Change "Put a marker on" to "Place a dot on" throughout the rows below, leaving everything else unchanged.

---------------

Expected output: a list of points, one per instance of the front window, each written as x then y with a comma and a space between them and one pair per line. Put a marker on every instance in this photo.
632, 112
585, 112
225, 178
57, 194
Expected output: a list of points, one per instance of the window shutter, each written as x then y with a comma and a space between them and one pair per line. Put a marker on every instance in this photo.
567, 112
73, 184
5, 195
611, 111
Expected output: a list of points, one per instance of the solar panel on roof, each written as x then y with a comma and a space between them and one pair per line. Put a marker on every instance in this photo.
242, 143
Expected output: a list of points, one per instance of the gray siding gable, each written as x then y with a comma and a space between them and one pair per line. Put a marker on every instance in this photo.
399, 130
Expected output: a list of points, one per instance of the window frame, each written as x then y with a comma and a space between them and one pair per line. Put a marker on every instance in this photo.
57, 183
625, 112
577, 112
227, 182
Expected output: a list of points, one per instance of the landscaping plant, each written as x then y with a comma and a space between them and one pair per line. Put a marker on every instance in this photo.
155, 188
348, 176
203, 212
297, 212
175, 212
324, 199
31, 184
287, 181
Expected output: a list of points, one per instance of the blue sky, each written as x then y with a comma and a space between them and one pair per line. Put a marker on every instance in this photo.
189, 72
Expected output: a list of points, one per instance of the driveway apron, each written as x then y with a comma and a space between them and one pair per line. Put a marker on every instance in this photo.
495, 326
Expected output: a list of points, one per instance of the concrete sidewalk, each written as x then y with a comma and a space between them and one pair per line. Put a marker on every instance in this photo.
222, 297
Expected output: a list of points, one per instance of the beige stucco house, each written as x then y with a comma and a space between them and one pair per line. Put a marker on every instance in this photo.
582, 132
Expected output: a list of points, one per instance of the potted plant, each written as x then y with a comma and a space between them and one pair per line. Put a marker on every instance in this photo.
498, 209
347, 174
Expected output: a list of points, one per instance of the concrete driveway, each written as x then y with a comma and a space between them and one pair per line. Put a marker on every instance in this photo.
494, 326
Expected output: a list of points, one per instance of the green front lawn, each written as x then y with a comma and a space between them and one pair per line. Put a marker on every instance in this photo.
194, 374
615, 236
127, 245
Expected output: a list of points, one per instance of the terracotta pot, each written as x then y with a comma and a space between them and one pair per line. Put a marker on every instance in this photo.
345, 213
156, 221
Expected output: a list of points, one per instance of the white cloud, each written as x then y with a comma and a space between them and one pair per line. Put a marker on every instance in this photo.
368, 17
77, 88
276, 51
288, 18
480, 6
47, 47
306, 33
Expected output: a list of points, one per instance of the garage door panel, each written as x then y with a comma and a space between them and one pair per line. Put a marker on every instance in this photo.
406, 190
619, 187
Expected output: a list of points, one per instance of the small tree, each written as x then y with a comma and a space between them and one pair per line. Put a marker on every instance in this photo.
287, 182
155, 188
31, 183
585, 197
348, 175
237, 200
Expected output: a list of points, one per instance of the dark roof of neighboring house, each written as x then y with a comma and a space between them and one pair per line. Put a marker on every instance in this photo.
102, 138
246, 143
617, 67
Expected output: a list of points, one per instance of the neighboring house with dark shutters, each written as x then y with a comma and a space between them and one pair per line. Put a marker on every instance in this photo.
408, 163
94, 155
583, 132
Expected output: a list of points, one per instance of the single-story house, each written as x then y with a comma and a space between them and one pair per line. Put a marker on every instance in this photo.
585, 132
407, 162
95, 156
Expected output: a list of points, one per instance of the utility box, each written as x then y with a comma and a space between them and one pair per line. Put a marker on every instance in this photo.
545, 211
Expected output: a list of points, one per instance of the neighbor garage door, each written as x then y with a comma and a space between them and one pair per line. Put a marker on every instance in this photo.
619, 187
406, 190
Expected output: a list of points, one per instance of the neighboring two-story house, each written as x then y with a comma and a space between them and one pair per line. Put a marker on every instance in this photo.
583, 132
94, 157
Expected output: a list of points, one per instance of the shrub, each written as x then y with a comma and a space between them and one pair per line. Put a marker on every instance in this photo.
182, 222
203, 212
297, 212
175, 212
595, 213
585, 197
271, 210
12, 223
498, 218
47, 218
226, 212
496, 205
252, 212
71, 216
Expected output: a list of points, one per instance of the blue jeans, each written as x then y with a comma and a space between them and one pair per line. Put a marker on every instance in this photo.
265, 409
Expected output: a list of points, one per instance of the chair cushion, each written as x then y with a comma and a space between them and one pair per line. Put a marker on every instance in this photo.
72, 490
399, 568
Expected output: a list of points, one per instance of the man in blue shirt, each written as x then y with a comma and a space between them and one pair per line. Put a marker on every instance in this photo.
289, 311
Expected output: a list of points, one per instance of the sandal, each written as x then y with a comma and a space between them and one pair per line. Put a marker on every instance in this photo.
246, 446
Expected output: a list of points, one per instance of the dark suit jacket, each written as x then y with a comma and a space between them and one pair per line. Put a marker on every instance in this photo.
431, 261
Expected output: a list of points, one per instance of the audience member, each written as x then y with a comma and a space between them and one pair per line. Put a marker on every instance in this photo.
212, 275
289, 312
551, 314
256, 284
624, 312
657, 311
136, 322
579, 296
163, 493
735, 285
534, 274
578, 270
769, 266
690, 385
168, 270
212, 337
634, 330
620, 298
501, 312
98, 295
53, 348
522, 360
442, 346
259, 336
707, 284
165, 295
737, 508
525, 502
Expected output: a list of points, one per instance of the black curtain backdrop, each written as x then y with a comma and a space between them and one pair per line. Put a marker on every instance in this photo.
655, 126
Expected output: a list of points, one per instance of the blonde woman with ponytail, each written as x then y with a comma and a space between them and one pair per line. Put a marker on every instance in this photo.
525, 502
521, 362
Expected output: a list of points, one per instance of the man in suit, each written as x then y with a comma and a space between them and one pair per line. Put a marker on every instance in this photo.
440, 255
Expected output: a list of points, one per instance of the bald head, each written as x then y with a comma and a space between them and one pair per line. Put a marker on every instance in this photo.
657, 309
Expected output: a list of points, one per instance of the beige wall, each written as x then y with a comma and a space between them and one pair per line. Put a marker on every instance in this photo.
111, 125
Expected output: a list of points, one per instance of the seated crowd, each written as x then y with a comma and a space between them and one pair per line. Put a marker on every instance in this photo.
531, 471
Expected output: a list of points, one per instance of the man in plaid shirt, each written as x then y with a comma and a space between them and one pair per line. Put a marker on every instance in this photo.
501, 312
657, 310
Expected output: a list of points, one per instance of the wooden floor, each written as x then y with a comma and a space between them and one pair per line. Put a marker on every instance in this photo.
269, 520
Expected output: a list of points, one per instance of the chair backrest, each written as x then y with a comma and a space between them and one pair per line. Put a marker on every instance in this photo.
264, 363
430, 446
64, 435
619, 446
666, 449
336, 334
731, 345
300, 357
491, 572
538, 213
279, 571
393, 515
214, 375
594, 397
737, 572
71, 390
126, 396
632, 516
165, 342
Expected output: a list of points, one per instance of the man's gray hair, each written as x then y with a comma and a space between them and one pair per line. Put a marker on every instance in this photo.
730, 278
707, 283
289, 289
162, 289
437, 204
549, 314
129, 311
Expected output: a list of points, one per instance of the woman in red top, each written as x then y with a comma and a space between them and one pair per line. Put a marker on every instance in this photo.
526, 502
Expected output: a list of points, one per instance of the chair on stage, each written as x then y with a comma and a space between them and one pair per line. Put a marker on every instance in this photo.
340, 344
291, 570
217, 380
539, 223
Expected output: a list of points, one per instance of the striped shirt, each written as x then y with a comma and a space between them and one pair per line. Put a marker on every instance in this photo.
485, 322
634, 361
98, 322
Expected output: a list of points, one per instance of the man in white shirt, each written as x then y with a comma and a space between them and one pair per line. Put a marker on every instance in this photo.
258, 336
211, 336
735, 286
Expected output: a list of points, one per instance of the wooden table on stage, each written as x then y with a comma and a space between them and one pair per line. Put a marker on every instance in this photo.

---------------

> _RESPONSE TO THIS EXERCISE_
Expected output: a list of points, one per instance of the front window, each written as x then y with a comma and a space between them and one pair per line. Place a dot on every instance in this photo.
632, 112
585, 112
225, 178
57, 194
Expected output: a list of points, one per instance of the window shutter, each written as x then y with a comma and a space between them and one pair per line. Place a dot on every instance in this photo.
567, 112
73, 184
5, 195
611, 111
Expected output: a list of points, one per instance of the solar panel on roof, each written as x then y with a comma and a space between them and one pair per line. Place a dot on every instance in this photo.
242, 143
Expected output: a list of points, one per instance of the gray siding gable, each written as x then y with a comma and a space between them and one pair per line. Place a dot on every instance in this photo.
399, 130
Expected output: a list of points, one per instance of the window frame, each written as x then y with a comma and a space between them and one pair per line. Place a dot on every instance in this photo.
57, 183
625, 112
577, 112
227, 182
Expected output: a list of points, one per instance of the landscaping plant, each written as x then y with a comma and a space between them and one pair per line. Place a dot on every instance in this photo.
155, 188
348, 176
203, 212
297, 212
175, 212
324, 199
31, 184
287, 181
Expected output: a list of points, one per instance of the blue sky, each written as x then y with a comma and a space between them and one pair per line. Place a dot on every instance in this photo.
189, 72
Expected output: a list of points, one per instance of the driveway apron, each written as x then y with a comma and a space between them and one pair per line. Place a dot on every instance in this photo.
495, 326
Expected output: a list of points, one per instance of the concrete sidewalk, each written as x then y with a comma and a space between them and one pair per line. Place a dot on every instance in this photo.
222, 297
Expected output: a list of points, one per instance of the beige stucco house, each written as x then y with a comma and a space between them and one pair per line. Place a dot on every instance in this photo.
582, 132
Expected output: a list of points, one per instance of the potted plant, each written as x then y with a comma and a space between them and one pair per line. Place a dot on every instance in this photo.
498, 209
347, 174
Expected output: a list of points, one per instance of the concrete driveway, each written as x then y with a comma and a space between them and one pair per line. Place a dot on every instance in this photo.
494, 326
Expected output: a list of points, one per instance of the green front lawn, each written as x then y with a comma and a space between them and one pair per line. Place a dot on every instance in this photo.
194, 374
615, 236
127, 245
Expected output: a list of points, one per instance of the terracotta pot, each written as x then y with a comma and a space between them and one pair per line. Place a dot on every instance in this photo.
345, 213
156, 221
Expected output: a list of points, one per instance of the white cloud, each written as x then y with a comma and a space between them and one pair per line. Place a dot on every instance in this photo.
368, 17
77, 88
276, 51
288, 18
480, 6
47, 47
306, 33
Expected output: a list of points, one per instance of the garage door panel, each written as x then y with a comma and a space between them and one pair per line. Place a dot on every instance in this photo.
406, 190
619, 187
Expected output: a list of points, one per instance of the small tree, each written as x then y with a comma and a space between them and one pair per line. Place a dot on every instance in this photo.
287, 182
155, 188
31, 183
585, 197
348, 175
237, 200
Expected output: a list of points, one per instance of the dark roof of neighboring house, each written as x then y with a comma and a space between them and one pair per line. Place a dot on every instance in this photo.
102, 138
246, 143
617, 67
Expected output: a list of points, one per instance of the neighboring house with dark shutters, each written as x then y with a comma and a space between them and one pair per line. Place a dot on every instance in this photo.
408, 163
94, 155
583, 132
Expected output: a list of points, one per instance of the single-story house, each written as x then y with a comma and a space between them and one pair per line. Place a dot on every instance in this photo.
585, 132
407, 162
95, 156
Expected output: a list of points, one per instance of the utility box, each written as x then y with a comma and a space between them and one pair per line. Place a dot on every instance in this photo.
545, 211
Expected output: a list of points, one per instance of the neighbor garage door, each written as x then y with a comma and a space between them and one pair per line. Place a dot on every instance in this photo.
619, 187
406, 190
Expected output: a list of points, one per instance of the neighboring two-story house, each written as x then y with a comma and a space between them and one pair per line. Place a dot on every instance in this photo.
583, 132
94, 157
Expected output: a list of points, one per instance of the shrub, each written as x then y with a comma and a space between them and one pair per line. Place a dot on every instance in this photo.
182, 222
203, 212
297, 212
175, 212
595, 213
585, 197
271, 210
12, 223
498, 218
47, 218
226, 212
496, 205
252, 212
71, 216
Expected output: a list of points, one per instance of the blue jeans, each written as x then y with a comma and a space between them and one pair per line. Place a dot on every instance in this photo.
265, 409
Expected output: a list of points, one per instance of the chair cushion, each written as x then y with a comma and a space between them and one pair per line. Place a dot on every instance in this photo.
72, 490
399, 568
Expected output: a list of points, one per instance of the man in blue shirt, each written as x then y with a comma and a space between them and one pair per line. Place a dot on every instance in this photo.
289, 311
Expected output: a list of points, one per instance of the sandal, each written as x then y with a comma and a space between them and one pair per line. Place a dot on every instance in this photo.
246, 446
Expected output: a list of points, one per instance of the dark suit jacket, each written as x then y with a comma and a space between them and one pair per line. Place a dot on every instance in this photo.
431, 261
Expected output: a list of points, one per instance of the audience member, each written as x then y with a comma and a space between them and one pair per line. Place a dot on every instance in this photo.
212, 275
289, 312
551, 314
256, 284
624, 312
657, 311
136, 322
579, 296
163, 493
735, 285
534, 274
578, 270
769, 266
690, 385
168, 270
212, 337
634, 330
620, 298
501, 312
98, 295
53, 348
522, 360
442, 346
259, 336
707, 284
165, 295
737, 508
525, 502
Expected output: a list of points, one per instance of the black curtain backdrop, each written as x then y with a comma and a space between them and one pair per line. Place a dot on every instance in this photo.
655, 126
Expected output: a list of points, one per instance of the blonde woman with ponytail, each written as x then y with a comma and a space between them and one pair per line. Place a dot on every instance in this photo.
525, 502
521, 362
Expected output: a list of points, one per instance of the man in suit, each written as x then y with a comma and a space between them and one pair per line. Place a dot on every instance in this photo.
440, 255
Expected output: a list of points, one per instance of the bald head, each written as x then y with a comma and a space between them and one pair per line. Place a dot on every instance in this photo.
657, 309
Expected output: a list of points, one per instance of the beige wall, each written as x then y with a comma and a space between them and one pair per line. Place a dot on every instance in this photo.
111, 125
Expected output: a list of points, one per instance of the seated crowd, each written as x then y with a comma and a space between them and one pair per line. Place a dot on every instance in this photo.
531, 471
Expected output: a list of points, one per instance of the man in plaid shirt, each written as x then y with a comma and a space between them and one pair per line. Place a dot on every instance in this photo.
501, 312
657, 310
Expected output: a list of points, one per instance of the wooden floor, each written as x then y with a comma and a space between them and one pair per line. Place a dot on every instance in this photo.
269, 520
Expected output: a list of points, one per instance of the chair backrest, each written as x then y with a comma and a space between them and one pair per line. Place a dot on every instance in this photo.
264, 363
430, 446
64, 435
619, 446
666, 449
336, 334
731, 345
300, 357
491, 572
538, 213
279, 571
393, 515
214, 375
594, 397
737, 572
71, 390
126, 396
632, 516
165, 342
Expected output: a list of points, one per instance of the man's gray hair, each written as x then y with a comma and a space between them and one pair per line. Place a dot on every instance in this photo.
730, 278
707, 283
289, 289
162, 289
437, 204
549, 314
129, 311
Expected output: a list of points, one per instance of the woman in red top, each written as x then y with a comma and a space between them and one pair per line. Place a dot on every instance in this photo.
526, 502
Expected output: a list of points, one per instance of the chair on stage, each written as x then y with a comma and a space between them and one pair per line. Place a dot on every instance in this photo.
340, 344
291, 570
217, 380
539, 223
Expected output: a list of points, one per instance of the striped shirt, each written as x then y with a comma and a space between them and one pair per line. Place a dot on every instance in this photo.
485, 322
634, 361
98, 322
Expected output: a list of points, one per instance of the man in white shirt, each written as x then y with a comma and a space between them and one pair per line. Place a dot on every instance in this photo.
258, 336
211, 336
735, 286
Expected output: a list of points, one per instance of the wooden table on stage, each written as x then y with a comma and a space between them and one pair per line. Place a dot on every instance in this photo.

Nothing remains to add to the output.